EXERCISE DIRECTIONS -
Convert every line of the data below into a JSON list of strings, one string per line, with blank lines and the pictures left out.
--- Start GIVEN DATA ---
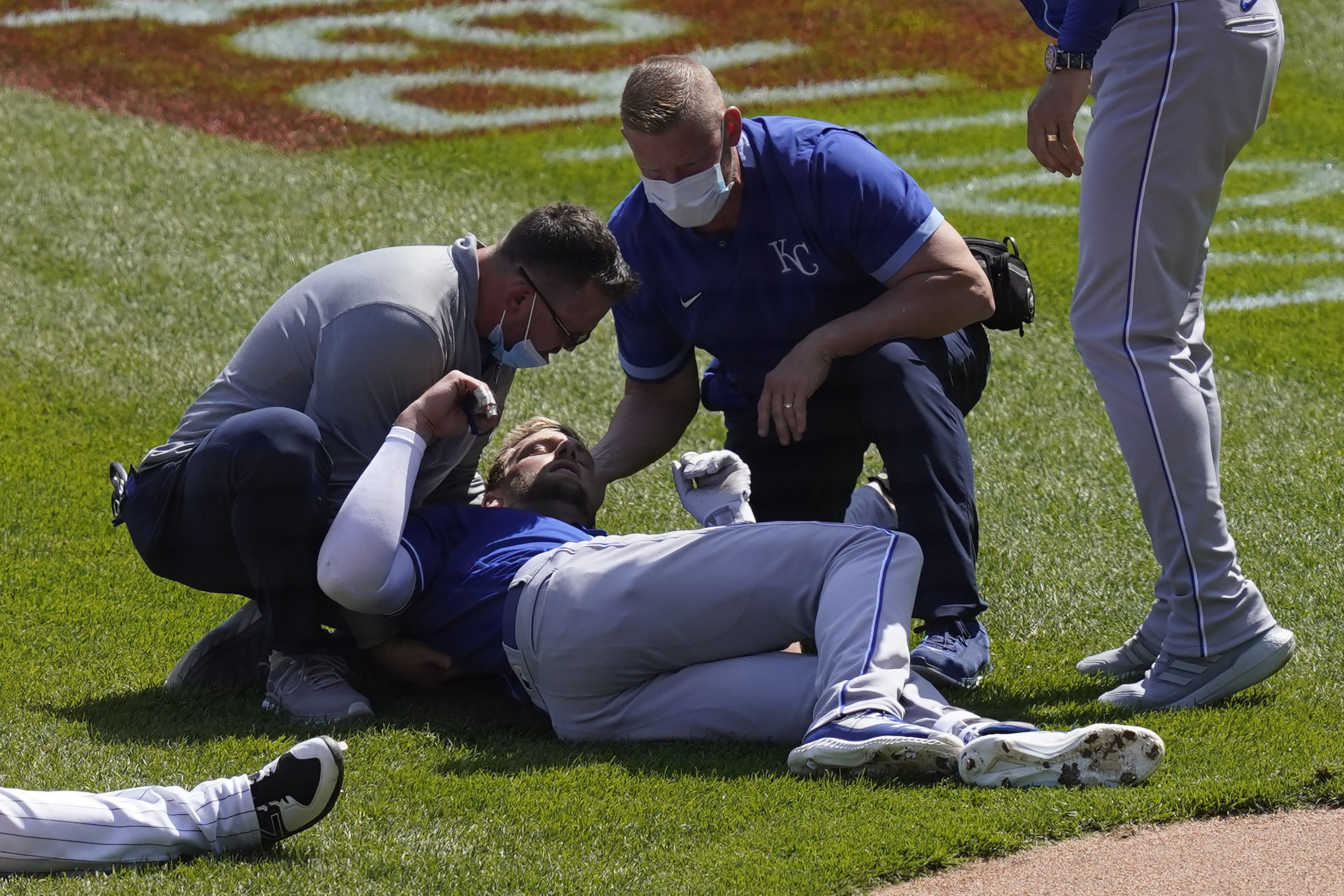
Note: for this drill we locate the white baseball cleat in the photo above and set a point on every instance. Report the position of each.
(879, 746)
(1097, 755)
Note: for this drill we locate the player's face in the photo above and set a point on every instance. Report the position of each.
(678, 152)
(552, 467)
(554, 326)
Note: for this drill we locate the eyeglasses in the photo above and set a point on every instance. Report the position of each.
(575, 339)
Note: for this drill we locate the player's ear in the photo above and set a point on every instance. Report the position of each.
(733, 125)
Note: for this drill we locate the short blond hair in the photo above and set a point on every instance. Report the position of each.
(507, 454)
(663, 92)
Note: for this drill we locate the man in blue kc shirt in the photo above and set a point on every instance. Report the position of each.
(842, 312)
(674, 636)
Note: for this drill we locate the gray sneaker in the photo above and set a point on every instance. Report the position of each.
(1197, 682)
(314, 688)
(233, 654)
(1127, 663)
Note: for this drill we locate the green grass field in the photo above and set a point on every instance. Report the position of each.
(135, 257)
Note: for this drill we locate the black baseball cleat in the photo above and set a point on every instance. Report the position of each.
(236, 654)
(298, 790)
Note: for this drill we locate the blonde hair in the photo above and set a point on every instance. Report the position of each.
(663, 92)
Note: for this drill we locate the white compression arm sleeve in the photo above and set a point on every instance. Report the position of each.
(362, 565)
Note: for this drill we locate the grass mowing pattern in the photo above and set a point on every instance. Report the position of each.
(134, 258)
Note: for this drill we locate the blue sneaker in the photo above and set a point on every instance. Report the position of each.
(1097, 755)
(879, 746)
(953, 654)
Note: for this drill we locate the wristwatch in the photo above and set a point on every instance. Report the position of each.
(1056, 60)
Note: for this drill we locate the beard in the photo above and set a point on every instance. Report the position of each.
(553, 489)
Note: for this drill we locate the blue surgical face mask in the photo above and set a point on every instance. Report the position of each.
(691, 202)
(523, 354)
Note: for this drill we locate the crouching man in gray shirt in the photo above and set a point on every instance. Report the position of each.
(241, 495)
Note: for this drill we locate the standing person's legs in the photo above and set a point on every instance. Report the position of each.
(1179, 92)
(914, 398)
(245, 514)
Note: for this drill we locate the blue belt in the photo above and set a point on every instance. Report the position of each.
(511, 614)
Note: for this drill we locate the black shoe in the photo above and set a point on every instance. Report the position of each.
(953, 652)
(298, 790)
(234, 654)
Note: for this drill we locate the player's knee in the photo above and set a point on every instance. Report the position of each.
(276, 444)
--- End GIVEN DATA ---
WORKED ANSWER -
[
  "Note: for this drill we locate the white baseball cleat in the photo above and set a point on every instance. Report the position of each.",
  "(879, 746)",
  "(1097, 755)",
  "Note: for this drill we locate the player's face in the photo above and set a point on every instance. Report the position of each.",
  "(678, 152)",
  "(552, 467)",
  "(554, 326)",
  "Note: for this drill we locate the eyeglasses in the photo above and set a point on every instance. Report the position of each.",
  "(575, 339)",
  "Note: for this drill we locate the player's ear in the photo above and set a point on every instance. Report the position of each.",
  "(733, 125)",
  "Note: for this drill we locate the short blond hair in the photo above and set a point on every instance. Report the position of each.",
  "(507, 454)",
  "(663, 92)",
  "Note: for this drill we locate the man in blue kc shirt in the photo above and set a point on every instance. Report the position of each.",
  "(842, 312)",
  "(674, 636)",
  "Note: for this drill we locate the gray sneaker in the photo above and set a point on every instance. Report the position of each.",
  "(1197, 682)",
  "(314, 688)",
  "(233, 654)",
  "(1127, 663)",
  "Note: for this drill we locate the green grass field in the photo above and set a point on every instance. Report the position of each.",
  "(135, 257)",
  "Note: for this drill we locate the black baseball cleat in the photo above and set a point on every instance. Report the position of each.",
  "(236, 654)",
  "(298, 790)",
  "Note: for this drill we locate the blonde hair in the photo above and set a point on every instance. Report the position of each.",
  "(663, 92)",
  "Note: for this drill we locate the white compression arm sleeve in the photo above and set a point on every instance. Report the position of each.",
  "(362, 565)",
  "Note: for this drill we locate the grass mowing pattern in the photo above and set a point on every instance. Report the position of each.",
  "(134, 258)",
  "Note: for this drill we locate the blue sneaker in the photo above and set a point on every instance. Report the position of each.",
  "(1097, 755)",
  "(879, 746)",
  "(953, 654)",
  "Note: for this drill we locate the wristwatch in the photo above and set a point on every instance. Report the position of each.",
  "(1056, 60)",
  "Note: for this drill we locate the beard in the photo above and set a point on every instance. Report the position of each.",
  "(553, 489)",
  "Note: for this drill we locate the blue surgical face mask in the photo above and set a point on every instance. Report the position of each.",
  "(691, 202)",
  "(523, 354)",
  "Note: for this drill we locate the crouching man in gray shirt in the photo above and set a point on every instance. Report the position of each.",
  "(241, 495)",
  "Note: for this drill we locate the standing person's legs in the photo above and set a point on every instance. Report the position of each.",
  "(1179, 92)",
  "(914, 398)",
  "(245, 514)",
  "Note: for this drill we locate the blue belt in the photo above and set a point on every instance. Report the position of each.",
  "(511, 614)",
  "Note: for this drill we locate the black shoe in the photo above and set a point on every instance. Report the position of each.",
  "(953, 652)",
  "(298, 790)",
  "(234, 654)",
  "Note: for this drill we locate the player's knee in the photo above and set a point on every instance. Report the position of each.",
  "(276, 444)"
]